## Tasks:
1. Answer these questions from the forum thread on lap quilt size, one per line:
(a) What clothing did Deb's dad leave behind?
(b) What size does Garnet make a lap quilt?
(c) What did Garnet use as the batt for the camper quilts?
2. Please decide whether each statement agrees with the forum thread on lap quilt size. Answer yes or no, and quote the words from the thread that settle it.
(a) Garnet's nap quilt measures 60 x 44.
(b) Deb has enough material for a full size quilt.
(c) Garnet's camper quilt was longer than DH's.
3. Write the next part of the forum thread on lap quilt size, starting after its last sentence.

# What size for lap quilt?



## featherbottoms

My dad died in 2001 and I have a box full of his western shirts and one denim jacket (with an imitation sheepskin lining).

I would like to take this clothing and make a lap quilt for my mom for Christmas. I've never made a quilt, have tried a couple of times, but I'm pretty sure I can make one of these. 

I don't have enough material to make a full size quilt, and that would probably take me a very long time. I think a lap quilt would be a good size for her and something that I could probably finish by Christmas - this year. So what I need to know is the average size for a lap quilt.

Thanks everyone.

Deb.


----------



## Garnet

I make 2 kinds of quilts- lap and nap. A lap quilt is to put over your lap and legs. A nap quilt is big enough to cover up when you nap in front of the tv. 

These are just my names. I make a lap quilt 36 x 44. I use a yard of each of 2 fabrics - one for top and one for backing. The fabrics are called 45" wide, but are often a little less. If I piece the top, I make it the size to fit a yard of 45" fabric for backing. This is the size I made for my mother when she was in a nursing home and sitting most of the day. It kept her legs warm. She also liked pockets on the quilt to stick her hands in.

The lap quilt is also the size I use for a baby quilt.

I make a nap quilt 60 x 44. That is the size I made for my dad for his 90th birthday. He could use it when he watched tv in his recliner chair. It was long enough if he wanted to cover up for a nap. If I am piecing the top, I buy 1 2/3 yds of 45" fabric for the backing. That is 60". I would probably buy a little extra to allow for shrinkage when I prelaunder.

A nap quilt can be folded across the foot of a twin bed and is just about right for an extra layer.

BTW, I made camper quilts for DH and me. Mine was 72 x 44 and his was about 6" longer. I used a print for the top and a solid that I had in my stash for the backing. I bought an inexpensive economy acrylic blanket for the batt. I got a size that could be cut in half and double layered to fit the size I was making. I tied/tacked them to stabilize.

## Source data:
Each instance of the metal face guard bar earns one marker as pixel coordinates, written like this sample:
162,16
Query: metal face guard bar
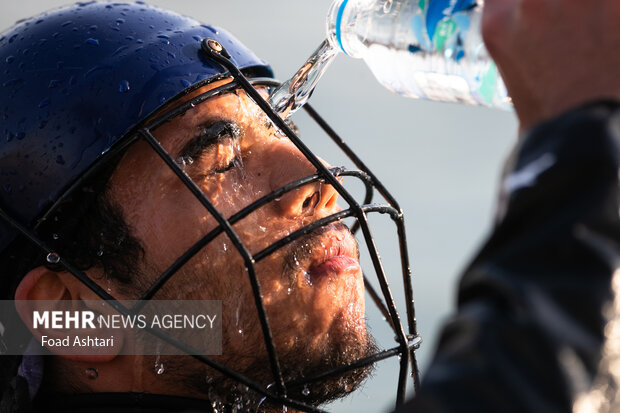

## Outputs for the tasks:
1.
(a) A box full of western shirts and one denim jacket with an imitation sheepskin lining.
(b) 36 x 44.
(c) An inexpensive economy acrylic blanket.

2.
(a) Yes: "I make a nap quilt 60 x 44."
(b) No: "I don't have enough material to make a full size quilt"
(c) No: "Mine was 72 x 44 and his was about 6" longer."

3.
One improvement I would make on on the camper quilt would be an 18" pocket like a quillow. That would provide a foot pocket. 

Let us know what you decide to do.


----------



## Maura

If you are making a denim rag quilt (denim on one side, other fabrics on the other) you can just keep adding until you run out of fabric.


----------



## Sabre3of4

I usually make mine 60" X 60" so there is room for tucking the quilt under me and a kid as we both snuggle under it. It seems to work for us.

Sabrina


----------



## crazygardener

I was going to suggest a denim rag quilt. You can make 8" x 8" squares, the western shirt material on top, batting in the middle, denim on the back side, sew/quilt one big "X" through the square, when you have all the squares you want to make, you sew them together, leaving about an 1" to 2" seam, facing the front, when you get all the squares sewen together, you clip all the seams, wash it so the seams will fray, "walla...denim rag quilt with all the top pieces out of the western shirts, what a memory quilt.
:dance:

Sheryl


----------



## featherbottoms

Thanks everyone. I think I'll take the clothes and lay them out on the bed to see how much I have. I would guess that will determine the size. I also don't know about batting and backing. I may try to make the back and front out of the clothes and buy the batting. 

I'm pretty sure I don't have enough to make anything very large, and may not have the patience for something bigger either. I don't have a sewing machine, and I will be doing this by hand, so I may use slightly larger squares to maybe get finished before Christmas.

To embroider something on the corner (was thinking of putting his name and dates) I was thinking to just draw it out in pencil and then take a heavy yarn and sew over. Any other way to get something on there or a particular type of yarn/thread and needle?

Deb.


----------



## Garnet

Labels for quilts. A friend of mine liked to put a large label on the back of her quilts. She wrote in fairly large script and then embroidered using a running stitch. I don't remember what she used for thread.


----------



## Lynn Bodoni

I'd suggest doing a very simple quilt, maybe just squares out of the shirt backs. Of course, if you're doing hand sewing, you can make curved seams much easier than with a machine! But simple squares, when they are all of different materials, have their own charm, plus of course these squares will have memories attached to them. Or you could do simple hexagons, which I think are more attractive than squares, and they're a pain to do by machine.

If you CAN borrow a machine, though, your quilting will go a lot quicker.

For documenting, you need to put YOUR NAME and date on the quilt. Plus you can put additional information such as the title, "Memories of Deb's Dad" and his name and dates. Some fabric stores sell fabrics that can be put through a computer printer, though I've never tried this. Usually I use a quilting marker that will vanish with water, which is also sold at fabric and craft stores. Then I embroider over it, using embroidery floss and a stem stitch. Sometimes I cross stitch the info, using waste canvas.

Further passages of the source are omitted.